→ GIVEN INSTRUCTION
Select every line in the entries below that contains the word "arched", and copy each one in full.

→ ENTRIES SHOWN
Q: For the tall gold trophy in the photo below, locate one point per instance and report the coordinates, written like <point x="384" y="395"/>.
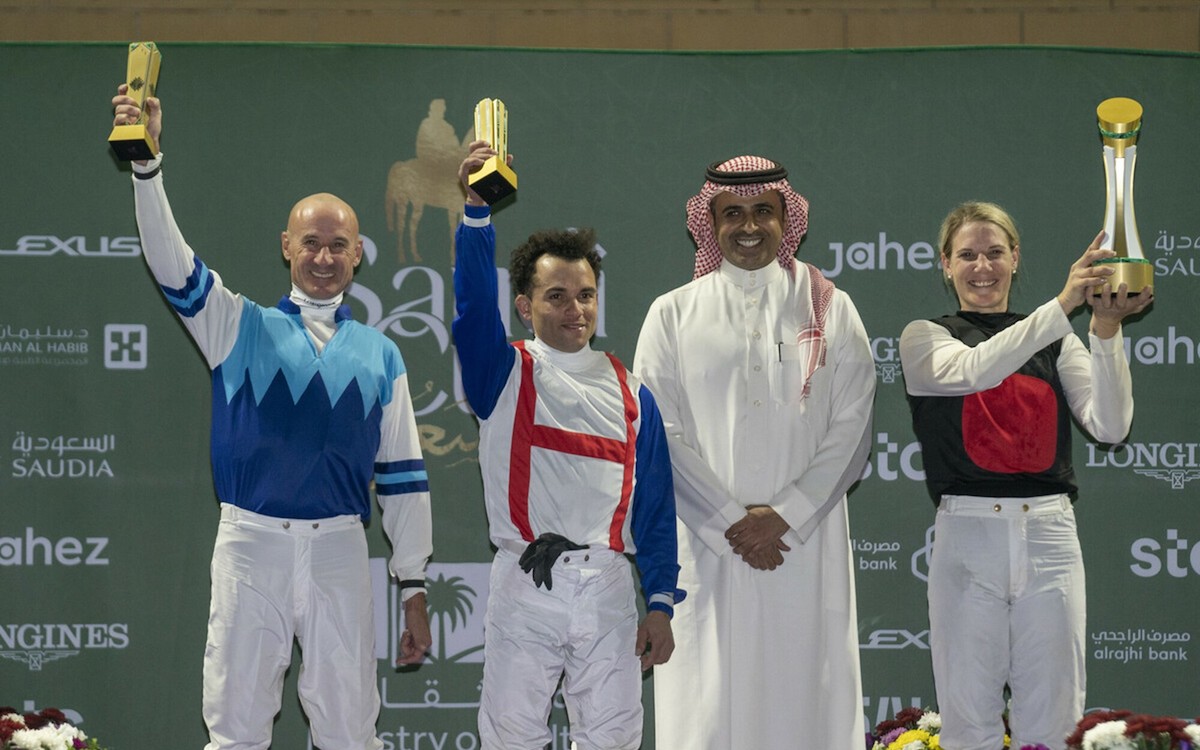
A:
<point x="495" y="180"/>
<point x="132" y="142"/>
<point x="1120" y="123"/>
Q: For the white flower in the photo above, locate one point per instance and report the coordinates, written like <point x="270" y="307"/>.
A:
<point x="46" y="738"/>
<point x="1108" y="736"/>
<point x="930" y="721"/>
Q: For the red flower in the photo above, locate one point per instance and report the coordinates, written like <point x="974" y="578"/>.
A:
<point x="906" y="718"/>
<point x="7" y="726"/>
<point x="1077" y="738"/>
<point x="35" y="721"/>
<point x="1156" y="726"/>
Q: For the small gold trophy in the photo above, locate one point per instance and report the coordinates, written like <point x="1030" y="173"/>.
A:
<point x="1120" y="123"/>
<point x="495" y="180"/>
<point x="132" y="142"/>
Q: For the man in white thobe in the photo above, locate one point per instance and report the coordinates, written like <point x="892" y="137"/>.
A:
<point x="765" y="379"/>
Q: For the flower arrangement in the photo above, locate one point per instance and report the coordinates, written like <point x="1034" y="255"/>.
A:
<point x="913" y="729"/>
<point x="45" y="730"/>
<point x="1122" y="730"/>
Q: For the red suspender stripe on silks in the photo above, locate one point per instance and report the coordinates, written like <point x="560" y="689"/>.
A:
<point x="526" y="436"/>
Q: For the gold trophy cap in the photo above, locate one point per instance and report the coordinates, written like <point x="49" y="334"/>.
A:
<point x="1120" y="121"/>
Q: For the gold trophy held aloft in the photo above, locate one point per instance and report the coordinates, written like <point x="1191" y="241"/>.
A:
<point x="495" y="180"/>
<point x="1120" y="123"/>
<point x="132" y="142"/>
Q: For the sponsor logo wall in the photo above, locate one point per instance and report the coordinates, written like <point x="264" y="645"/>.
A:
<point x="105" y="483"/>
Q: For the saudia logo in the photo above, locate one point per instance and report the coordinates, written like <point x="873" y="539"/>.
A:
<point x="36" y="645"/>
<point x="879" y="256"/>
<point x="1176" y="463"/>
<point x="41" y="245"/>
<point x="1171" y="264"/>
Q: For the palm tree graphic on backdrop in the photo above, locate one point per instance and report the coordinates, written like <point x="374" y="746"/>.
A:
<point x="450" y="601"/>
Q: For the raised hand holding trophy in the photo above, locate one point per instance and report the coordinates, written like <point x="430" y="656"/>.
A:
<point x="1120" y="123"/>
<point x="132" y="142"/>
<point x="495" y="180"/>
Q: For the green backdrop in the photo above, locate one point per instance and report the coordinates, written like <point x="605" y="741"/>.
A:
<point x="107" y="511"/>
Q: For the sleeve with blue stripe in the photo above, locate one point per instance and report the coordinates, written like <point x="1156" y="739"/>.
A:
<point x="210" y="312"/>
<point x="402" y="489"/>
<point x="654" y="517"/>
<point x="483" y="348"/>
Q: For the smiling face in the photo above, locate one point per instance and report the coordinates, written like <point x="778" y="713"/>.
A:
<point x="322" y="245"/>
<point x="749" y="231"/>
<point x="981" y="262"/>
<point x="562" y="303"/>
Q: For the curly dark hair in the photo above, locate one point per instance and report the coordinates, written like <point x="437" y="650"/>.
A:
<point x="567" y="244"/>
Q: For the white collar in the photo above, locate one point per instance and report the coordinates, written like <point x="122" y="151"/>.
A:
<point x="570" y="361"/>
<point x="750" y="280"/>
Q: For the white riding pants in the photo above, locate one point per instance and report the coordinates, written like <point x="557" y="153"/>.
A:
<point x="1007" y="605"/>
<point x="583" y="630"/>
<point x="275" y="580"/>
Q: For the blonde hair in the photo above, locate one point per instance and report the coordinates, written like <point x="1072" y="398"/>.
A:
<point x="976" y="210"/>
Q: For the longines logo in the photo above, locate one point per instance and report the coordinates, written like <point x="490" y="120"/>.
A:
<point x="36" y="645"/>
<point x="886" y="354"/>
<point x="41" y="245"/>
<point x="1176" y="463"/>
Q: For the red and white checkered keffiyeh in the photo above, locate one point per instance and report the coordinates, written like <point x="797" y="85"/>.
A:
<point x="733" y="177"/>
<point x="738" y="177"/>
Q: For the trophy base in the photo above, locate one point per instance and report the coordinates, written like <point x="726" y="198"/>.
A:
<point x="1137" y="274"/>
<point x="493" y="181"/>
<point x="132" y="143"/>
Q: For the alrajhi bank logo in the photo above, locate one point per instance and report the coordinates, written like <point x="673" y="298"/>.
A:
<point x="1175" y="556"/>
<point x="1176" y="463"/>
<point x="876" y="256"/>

--

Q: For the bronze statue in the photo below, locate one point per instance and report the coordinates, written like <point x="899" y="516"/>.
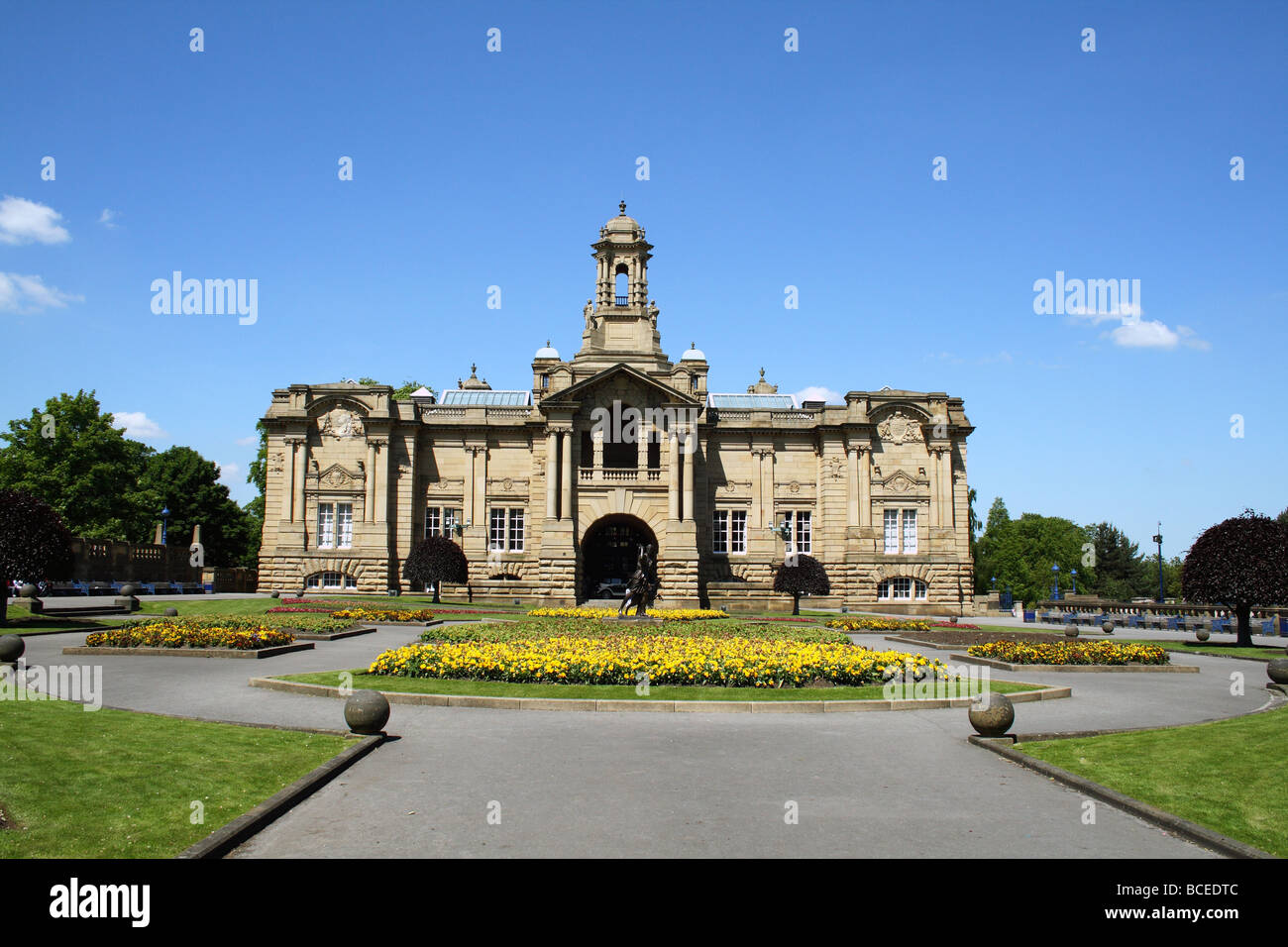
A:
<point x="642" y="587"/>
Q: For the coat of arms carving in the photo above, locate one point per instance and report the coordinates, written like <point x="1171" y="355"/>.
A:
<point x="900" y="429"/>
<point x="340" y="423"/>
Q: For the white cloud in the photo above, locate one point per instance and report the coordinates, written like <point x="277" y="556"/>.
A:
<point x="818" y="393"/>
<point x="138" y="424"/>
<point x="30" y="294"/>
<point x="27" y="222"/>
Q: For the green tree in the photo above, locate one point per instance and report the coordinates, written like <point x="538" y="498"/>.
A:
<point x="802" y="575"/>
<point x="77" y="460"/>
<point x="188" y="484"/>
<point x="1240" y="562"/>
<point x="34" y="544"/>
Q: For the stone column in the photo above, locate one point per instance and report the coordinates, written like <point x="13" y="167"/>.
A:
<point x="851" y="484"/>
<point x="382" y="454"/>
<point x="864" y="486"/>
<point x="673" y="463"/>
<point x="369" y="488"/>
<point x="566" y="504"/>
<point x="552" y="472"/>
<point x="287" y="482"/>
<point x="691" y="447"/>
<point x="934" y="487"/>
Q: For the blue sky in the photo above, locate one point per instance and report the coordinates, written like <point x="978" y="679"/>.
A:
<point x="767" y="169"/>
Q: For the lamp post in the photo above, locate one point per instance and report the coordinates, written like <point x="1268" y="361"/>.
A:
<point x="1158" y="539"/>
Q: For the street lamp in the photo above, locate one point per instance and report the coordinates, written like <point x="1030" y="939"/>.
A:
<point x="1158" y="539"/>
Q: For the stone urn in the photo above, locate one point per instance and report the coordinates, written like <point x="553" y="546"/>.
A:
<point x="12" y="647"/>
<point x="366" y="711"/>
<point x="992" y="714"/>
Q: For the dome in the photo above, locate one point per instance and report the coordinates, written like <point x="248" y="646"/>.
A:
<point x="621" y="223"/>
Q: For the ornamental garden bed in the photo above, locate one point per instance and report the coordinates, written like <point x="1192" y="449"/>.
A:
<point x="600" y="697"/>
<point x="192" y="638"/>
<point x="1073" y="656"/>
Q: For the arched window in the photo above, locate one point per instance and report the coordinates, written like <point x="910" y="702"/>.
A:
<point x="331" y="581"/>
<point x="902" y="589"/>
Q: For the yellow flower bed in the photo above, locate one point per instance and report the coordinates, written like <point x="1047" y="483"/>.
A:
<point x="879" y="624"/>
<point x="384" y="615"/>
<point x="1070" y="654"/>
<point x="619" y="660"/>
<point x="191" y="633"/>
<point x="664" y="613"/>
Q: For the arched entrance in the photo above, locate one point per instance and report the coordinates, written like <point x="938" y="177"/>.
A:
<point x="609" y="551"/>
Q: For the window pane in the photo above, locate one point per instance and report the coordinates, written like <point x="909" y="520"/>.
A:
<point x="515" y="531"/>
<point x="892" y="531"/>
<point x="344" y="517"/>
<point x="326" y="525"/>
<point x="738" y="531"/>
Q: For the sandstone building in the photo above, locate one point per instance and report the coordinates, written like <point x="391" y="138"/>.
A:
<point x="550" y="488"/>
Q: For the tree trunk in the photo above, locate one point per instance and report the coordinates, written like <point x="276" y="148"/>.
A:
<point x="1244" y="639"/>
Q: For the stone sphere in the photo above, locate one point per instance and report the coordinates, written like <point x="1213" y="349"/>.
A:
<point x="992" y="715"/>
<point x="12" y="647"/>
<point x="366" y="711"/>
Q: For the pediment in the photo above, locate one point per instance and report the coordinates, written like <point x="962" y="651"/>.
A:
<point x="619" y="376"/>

→ FULL OUTPUT
Q: For the arched window in the photo above, locate one point per instance and report the coordinates, written like <point x="910" y="702"/>.
Q: For the arched entrance in the photo above, locate one point per instance and report the coordinates, written like <point x="938" y="177"/>.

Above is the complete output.